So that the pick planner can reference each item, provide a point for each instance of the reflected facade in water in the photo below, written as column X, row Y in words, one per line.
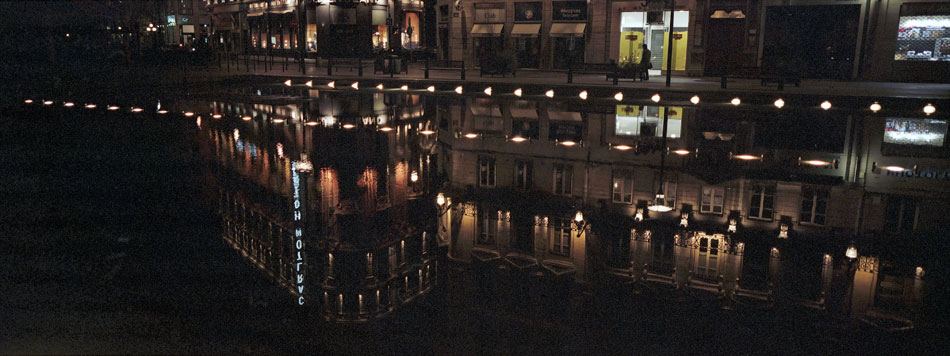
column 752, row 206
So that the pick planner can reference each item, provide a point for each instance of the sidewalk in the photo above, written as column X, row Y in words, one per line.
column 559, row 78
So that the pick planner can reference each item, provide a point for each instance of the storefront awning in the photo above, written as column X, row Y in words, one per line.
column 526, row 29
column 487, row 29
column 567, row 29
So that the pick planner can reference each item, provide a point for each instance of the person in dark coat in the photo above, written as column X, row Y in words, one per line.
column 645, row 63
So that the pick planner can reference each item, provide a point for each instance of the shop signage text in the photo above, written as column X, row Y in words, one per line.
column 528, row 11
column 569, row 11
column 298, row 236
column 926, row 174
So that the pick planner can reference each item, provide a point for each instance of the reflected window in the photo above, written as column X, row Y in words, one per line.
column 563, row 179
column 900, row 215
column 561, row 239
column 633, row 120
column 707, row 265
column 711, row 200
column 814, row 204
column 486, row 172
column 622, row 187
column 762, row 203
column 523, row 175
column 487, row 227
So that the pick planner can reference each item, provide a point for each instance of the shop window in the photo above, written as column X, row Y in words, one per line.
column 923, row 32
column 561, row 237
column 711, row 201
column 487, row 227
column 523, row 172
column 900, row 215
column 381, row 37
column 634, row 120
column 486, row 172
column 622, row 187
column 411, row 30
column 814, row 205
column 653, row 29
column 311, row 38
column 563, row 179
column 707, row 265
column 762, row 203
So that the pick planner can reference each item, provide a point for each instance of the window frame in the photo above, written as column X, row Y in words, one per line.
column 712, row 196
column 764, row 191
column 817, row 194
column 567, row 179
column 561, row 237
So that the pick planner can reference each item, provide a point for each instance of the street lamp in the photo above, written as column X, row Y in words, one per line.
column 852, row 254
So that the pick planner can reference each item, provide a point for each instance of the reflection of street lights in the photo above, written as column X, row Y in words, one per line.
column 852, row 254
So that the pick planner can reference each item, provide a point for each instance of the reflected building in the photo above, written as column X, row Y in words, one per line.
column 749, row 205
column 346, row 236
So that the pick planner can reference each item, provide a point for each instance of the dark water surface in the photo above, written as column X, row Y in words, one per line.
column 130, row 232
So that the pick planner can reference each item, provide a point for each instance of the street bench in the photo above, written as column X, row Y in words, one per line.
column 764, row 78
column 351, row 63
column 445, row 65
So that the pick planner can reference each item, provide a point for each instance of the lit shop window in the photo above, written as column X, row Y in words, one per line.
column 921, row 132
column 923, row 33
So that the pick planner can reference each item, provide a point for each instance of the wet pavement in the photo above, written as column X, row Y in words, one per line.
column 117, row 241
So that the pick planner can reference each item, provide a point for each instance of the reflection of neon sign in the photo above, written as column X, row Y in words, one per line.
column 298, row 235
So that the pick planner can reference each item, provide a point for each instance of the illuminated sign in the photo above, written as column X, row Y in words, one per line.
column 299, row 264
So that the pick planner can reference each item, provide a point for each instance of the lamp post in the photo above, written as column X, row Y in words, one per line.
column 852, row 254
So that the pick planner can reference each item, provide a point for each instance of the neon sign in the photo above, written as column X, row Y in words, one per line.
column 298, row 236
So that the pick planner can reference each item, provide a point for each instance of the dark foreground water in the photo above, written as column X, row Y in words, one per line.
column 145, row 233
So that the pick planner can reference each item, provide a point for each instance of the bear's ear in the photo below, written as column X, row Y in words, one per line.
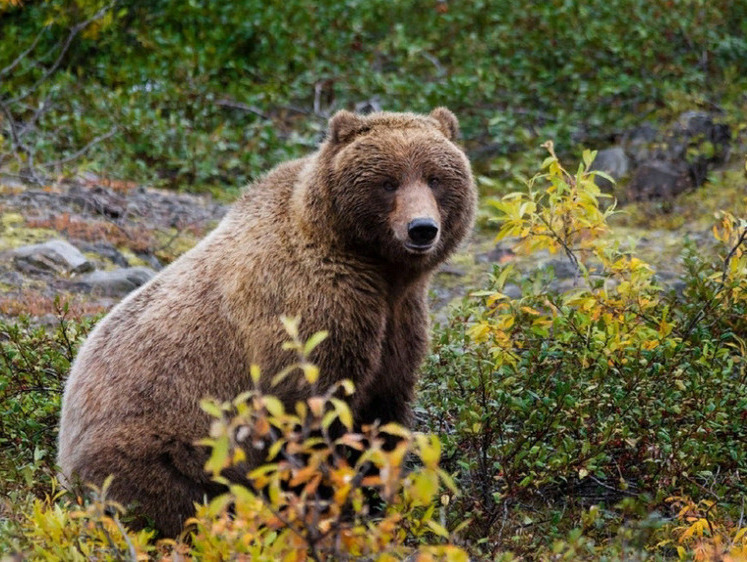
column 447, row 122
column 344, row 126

--*--

EXERCISE GOAL: Change "pick planner" to "grasp planner" throughout the rows above and write them out again with nothing else altered. Omit the pictures.

FULL RESPONSE:
So that the grasp planner can reference each item, provide a point for each instance of the reflected facade in water in the photo below, written as column X, row Y in words, one per line.
column 752, row 206
So that the grasp planner can reference each item, provide a point for each instance of the sidewalk in the photo above, written as column X, row Y in words, one per line.
column 559, row 78
So that the grasp planner can reference each item, provide a point for each instance of the storefront awning in the photo above, written as column X, row Y in words, one per line.
column 526, row 29
column 487, row 29
column 567, row 29
So that the grasp planner can reference each item, provide a point for each instance of the person in dark coat in the photo above, written as column X, row Y in words, one per line.
column 645, row 63
So that the grasp planner can reference each item, provide a point for each instance of the shop signage text in the photo above, written as column X, row Y in words, one per line.
column 528, row 11
column 569, row 11
column 298, row 236
column 926, row 174
So that the grasp planner can reference each item, provide a point for each instance of the reflected window in the photo above, written as column X, row Y in words, one per line.
column 563, row 179
column 900, row 215
column 561, row 239
column 633, row 120
column 707, row 265
column 711, row 200
column 814, row 204
column 486, row 172
column 622, row 187
column 762, row 203
column 523, row 175
column 487, row 227
So that the grasp planner can reference each item, provide a point for each instance of the shop window in the photo above, written as column X, row Y in words, one per line.
column 923, row 32
column 561, row 237
column 711, row 201
column 487, row 227
column 523, row 172
column 900, row 215
column 381, row 37
column 634, row 120
column 486, row 172
column 622, row 187
column 411, row 30
column 814, row 205
column 653, row 29
column 311, row 38
column 563, row 179
column 707, row 265
column 762, row 203
So that the grasp planner can reference each item, provide a point for each instance of the window frame in the photo above, written as column X, row Y in words, one per line.
column 712, row 196
column 764, row 191
column 817, row 194
column 567, row 179
column 561, row 237
So that the grasp planner can reference each item, provide a point for each instance of the street lamp in the photo above, written as column X, row Y in words, one per line.
column 852, row 254
So that the grasp planner can reference each item, provide a point for each instance of the reflection of street lights in the photo above, written as column X, row Y in words, one per line.
column 852, row 254
So that the grasp planner can reference each item, provide a point for each instance of the reflected building in the photo above, written as column X, row Y in words, one per line.
column 749, row 205
column 346, row 236
So that the grasp planner can reference each item, provide a point for each instance of the dark water surface in the photo above, written as column X, row Y in words, one per line.
column 130, row 232
So that the grasp planner can reference each item, provide a point for each instance of the street bench in the photo above, written as column X, row Y in words, one per line.
column 764, row 78
column 351, row 63
column 445, row 65
So that the grasp planner can reference each item, provide a point for each instance of the lit shop window in the photo above, written as column X, row Y in words, one per line.
column 921, row 132
column 923, row 33
So that the grasp planner can reference each item, provide a point for each instance of the wet pavement in the photo above, written as column X, row Y in words, one per line.
column 117, row 241
So that the grasp planner can reference each item, provide a point for each instance of the reflection of neon sign in the photo above, written as column X, row Y in words, one per line.
column 298, row 235
So that the grasp planner can reference each item, provide a point for each instance of the illuminated sign in the photo above, written as column X, row Y in words, one per line.
column 299, row 264
So that the grasp planner can reference each item, provide a point for each instance of the lamp post in the photo above, written as column X, row Y in words, one per line.
column 852, row 254
So that the grasp planner can reference each item, provide a point for each instance of the neon sign in the photo above, written as column X, row Y in words, one per line.
column 298, row 236
So that the grasp planner can reference each item, provide a point for each instance of the dark foreground water in the photo above, written as column X, row Y in words, one per line.
column 145, row 233
So that the grasp planner can reference each item, provide a point for each instance of the bear's ear in the photo below, written as column X, row Y in words, one per line.
column 447, row 122
column 344, row 126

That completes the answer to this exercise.